(INPUT MATERIAL Opens)

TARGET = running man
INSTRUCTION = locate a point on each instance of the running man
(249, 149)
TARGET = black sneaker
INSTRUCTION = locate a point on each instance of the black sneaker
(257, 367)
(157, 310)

(INPUT MATERIAL Closes)

## TASK BRIEF
Reproduce the complete data exactly as presented above.

## ANSWER TO THIS PROBLEM
TARGET = running man
INSTRUCTION = locate a point on each instance of the running man
(249, 149)
TARGET = black sneaker
INSTRUCTION = locate a point on each instance of the black sneaker
(257, 367)
(157, 310)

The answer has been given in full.